» Data supplied

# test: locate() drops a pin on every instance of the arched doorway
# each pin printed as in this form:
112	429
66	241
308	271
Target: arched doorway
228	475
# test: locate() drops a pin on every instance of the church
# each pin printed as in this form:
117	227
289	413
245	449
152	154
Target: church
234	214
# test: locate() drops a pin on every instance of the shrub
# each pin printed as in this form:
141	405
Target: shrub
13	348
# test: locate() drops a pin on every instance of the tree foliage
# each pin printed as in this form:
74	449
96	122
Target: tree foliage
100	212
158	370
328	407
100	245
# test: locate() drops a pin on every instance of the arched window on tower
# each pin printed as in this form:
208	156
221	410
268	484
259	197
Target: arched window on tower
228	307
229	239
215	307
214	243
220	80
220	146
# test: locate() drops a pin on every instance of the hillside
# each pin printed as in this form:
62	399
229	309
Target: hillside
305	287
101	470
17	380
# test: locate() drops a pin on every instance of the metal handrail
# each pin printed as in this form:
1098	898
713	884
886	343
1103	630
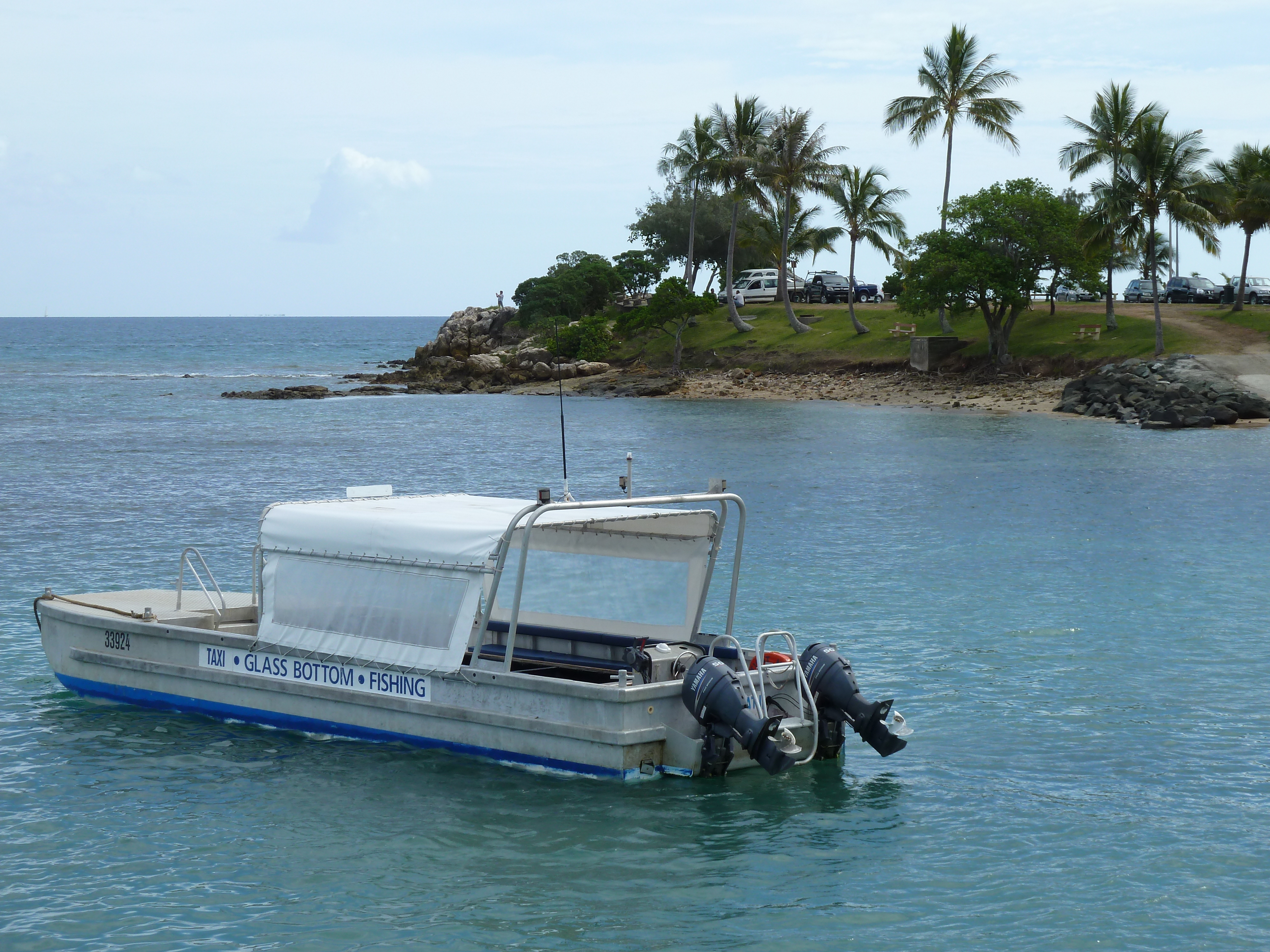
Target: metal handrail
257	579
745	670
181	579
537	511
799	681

--

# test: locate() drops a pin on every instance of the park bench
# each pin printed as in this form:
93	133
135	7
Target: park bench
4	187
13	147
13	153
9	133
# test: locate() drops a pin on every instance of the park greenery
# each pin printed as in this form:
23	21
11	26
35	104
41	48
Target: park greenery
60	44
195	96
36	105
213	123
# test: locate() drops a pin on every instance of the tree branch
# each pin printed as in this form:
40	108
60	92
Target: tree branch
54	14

» Problem to work on
Pick out every line in the entries above that contains the word "greenery" and copy each of those lines.

» Final answer
# test: locate() drops a pin on every instance of the park greenery
Target: park greenery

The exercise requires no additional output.